==== Text ====
Accession number is omitted if the gene has been located on a chromosome.

During the course of the past 65 million years of primate evolution, Alu elements have retrotransposed throughout their genomes (30). It is estimated that one million copies of Alu elements comprise 11% of the human genome (31). Clusters of Alu elements from different subfamilies have been described at several loci as a result of retropositional events which occurred in the same chromosomal location during different periods of primate evolution (32).

C-2) Prosimian

Prosimians diverged from the human lineage 74 mya. The genomic data for prosimian apoC-I in the UCSC database are limited to the bushbaby (Otolemur garnettii) and the grey mouse lemur (Microcebus murinus). In the case of the mouse lemur, only exons 2 and 3 have been identified (scaffold_10120). All three coding exons of the bushbaby are present. Based on the coordinates in Table 4A, the bushbaby gene is approximately 2.5 kb. Exon 2 contained 58 nucleotides; however, both exons 3 and 4 contained 126 and 52 nucleotides, smaller than corresponding human exons. No Alu elements were detected in intron 2, however several variations of Alu2 series were found in intron 3. It should also be noted that the terminal amino acid encoded by exon 3 of the mouse lemur would be glycine rather than arginine, as is the case in all the other primates.
====
## [Work to complete]
What comes next in the text on primate apoC-I genes? Write a continuation that starts right after its final sentence.
==== Stored data ====
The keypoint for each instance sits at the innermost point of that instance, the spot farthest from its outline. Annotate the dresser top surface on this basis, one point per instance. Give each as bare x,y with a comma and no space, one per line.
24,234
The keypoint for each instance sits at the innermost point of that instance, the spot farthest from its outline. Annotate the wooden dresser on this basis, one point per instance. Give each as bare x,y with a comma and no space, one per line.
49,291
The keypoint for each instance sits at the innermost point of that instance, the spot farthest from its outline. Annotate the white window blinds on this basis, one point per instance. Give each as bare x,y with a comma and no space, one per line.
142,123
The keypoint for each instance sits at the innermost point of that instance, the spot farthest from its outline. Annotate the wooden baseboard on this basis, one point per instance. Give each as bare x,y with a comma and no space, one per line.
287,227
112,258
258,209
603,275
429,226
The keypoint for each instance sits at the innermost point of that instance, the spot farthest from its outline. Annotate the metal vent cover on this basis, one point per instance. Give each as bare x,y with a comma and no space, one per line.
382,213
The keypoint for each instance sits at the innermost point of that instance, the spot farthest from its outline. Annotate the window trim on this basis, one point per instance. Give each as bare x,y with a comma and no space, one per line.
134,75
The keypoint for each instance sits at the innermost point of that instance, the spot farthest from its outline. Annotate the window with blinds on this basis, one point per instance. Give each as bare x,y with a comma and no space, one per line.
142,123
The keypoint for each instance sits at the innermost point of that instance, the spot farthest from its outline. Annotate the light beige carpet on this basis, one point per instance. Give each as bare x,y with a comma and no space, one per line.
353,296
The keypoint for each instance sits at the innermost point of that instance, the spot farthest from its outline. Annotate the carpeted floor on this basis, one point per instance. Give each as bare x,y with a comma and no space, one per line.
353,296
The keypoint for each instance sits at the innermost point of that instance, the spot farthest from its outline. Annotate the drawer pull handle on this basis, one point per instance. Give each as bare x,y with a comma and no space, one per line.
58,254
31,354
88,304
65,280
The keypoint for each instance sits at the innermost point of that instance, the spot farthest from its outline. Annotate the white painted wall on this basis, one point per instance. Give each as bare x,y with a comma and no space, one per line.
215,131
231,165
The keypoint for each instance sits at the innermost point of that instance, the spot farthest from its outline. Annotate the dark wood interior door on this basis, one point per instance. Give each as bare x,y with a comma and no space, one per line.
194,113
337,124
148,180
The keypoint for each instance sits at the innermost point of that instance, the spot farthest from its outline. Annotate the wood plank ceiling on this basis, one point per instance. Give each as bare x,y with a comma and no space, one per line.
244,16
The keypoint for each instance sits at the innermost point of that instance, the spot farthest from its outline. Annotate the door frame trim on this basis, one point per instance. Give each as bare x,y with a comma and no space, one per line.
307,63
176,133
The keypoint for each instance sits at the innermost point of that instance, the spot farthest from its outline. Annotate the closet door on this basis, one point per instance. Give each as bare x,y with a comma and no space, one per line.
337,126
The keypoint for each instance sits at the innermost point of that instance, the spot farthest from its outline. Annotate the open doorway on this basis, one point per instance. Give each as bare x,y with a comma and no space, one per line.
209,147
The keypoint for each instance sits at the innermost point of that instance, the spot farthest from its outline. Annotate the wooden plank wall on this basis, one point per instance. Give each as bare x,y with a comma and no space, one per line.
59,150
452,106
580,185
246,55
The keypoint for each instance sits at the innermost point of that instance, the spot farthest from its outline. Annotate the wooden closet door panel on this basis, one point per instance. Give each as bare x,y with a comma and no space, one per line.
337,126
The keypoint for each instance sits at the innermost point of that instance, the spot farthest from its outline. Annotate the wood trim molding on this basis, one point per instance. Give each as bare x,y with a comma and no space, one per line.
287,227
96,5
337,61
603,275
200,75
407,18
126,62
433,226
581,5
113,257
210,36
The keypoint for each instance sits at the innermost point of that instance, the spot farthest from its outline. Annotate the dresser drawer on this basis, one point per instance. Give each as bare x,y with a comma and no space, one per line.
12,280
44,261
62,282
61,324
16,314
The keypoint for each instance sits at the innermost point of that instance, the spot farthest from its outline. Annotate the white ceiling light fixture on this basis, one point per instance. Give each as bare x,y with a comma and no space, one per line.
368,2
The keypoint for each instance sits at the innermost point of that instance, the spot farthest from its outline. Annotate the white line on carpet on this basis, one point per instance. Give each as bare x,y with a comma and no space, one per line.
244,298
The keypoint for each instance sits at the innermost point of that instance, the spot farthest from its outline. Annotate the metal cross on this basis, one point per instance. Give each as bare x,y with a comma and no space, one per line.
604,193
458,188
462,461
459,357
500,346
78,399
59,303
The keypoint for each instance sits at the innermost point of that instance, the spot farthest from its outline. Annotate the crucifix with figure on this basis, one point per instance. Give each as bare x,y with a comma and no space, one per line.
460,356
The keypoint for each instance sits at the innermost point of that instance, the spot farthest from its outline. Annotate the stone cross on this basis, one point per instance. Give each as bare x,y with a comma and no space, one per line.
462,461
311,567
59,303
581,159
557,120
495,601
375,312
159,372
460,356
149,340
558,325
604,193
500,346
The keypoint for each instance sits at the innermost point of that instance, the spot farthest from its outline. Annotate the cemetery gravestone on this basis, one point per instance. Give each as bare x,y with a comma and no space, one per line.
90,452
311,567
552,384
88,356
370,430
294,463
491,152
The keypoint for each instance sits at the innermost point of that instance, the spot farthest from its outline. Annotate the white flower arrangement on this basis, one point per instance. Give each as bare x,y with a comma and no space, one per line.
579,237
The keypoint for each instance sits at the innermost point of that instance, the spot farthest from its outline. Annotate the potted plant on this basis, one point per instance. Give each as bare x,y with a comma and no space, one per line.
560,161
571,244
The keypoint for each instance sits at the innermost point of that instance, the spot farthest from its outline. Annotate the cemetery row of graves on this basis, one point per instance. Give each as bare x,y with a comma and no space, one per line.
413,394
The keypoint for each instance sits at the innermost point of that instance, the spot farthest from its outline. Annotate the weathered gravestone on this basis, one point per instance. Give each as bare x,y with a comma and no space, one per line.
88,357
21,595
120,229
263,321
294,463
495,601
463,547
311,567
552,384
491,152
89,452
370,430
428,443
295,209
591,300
====
## [Answer box]
C-3) New World Monkeys

Entries containing the apoC-I gene of New World monkeys that diverged from the human lineage 42.6 mya can be found in various databases. The UCSC entry indicates that the gene of the marmoset is on chromosome 22. The other four entries can be found in the SIB and the NCBI databases. They are in the order shown in Table 4A: Ma’s night monkey (Aotus nancymaae), Dusky titi (Callicebus moloch), Squirrel monkey (Saimiri boliviensis boliviensis) and Spider monkey (Ateles geoffroyi). Their genes range between 2.7 kb, in the case of the Ma’s night monkey and the Dusky titi to 4.4 kb for the marmoset. It should be noted that there are major gaps in intron 3 of the marmoset gene that if filled may change its size in the future. In each case, both exons 2 and 4 contained 58 nucleotides and exon 3 contained 145 nucleotides, slightly larger than the corresponding human exon. The Alu elements detected in both introns 2 and 3 belong to the AluS series.

C-4) Old World Monkeys

In contrast to New World monkeys, there are limited data on apoC-I exons of Old World monkeys. Complete apoC-IB genes are available only for the Olive baboon (Papio anubis) in the UCSC database, for Hamadryas baboon (Papio hamadryas) in the NCBI database and for the Mantled guereza (Colobus guereza) or colobus monkey in the SIB database. The exonic sequences of the two baboons are identical. Entries for exons 2 and 3, but not 4, on chromosome 19 of the rhesus can also be found for the Rhesus (Macaca mulatta) in the UCSC database (not shown in Table 4B). As Table 4B indicates, a second apoC-I gene, apoC-IA, is present in the colobus.

Table 4B.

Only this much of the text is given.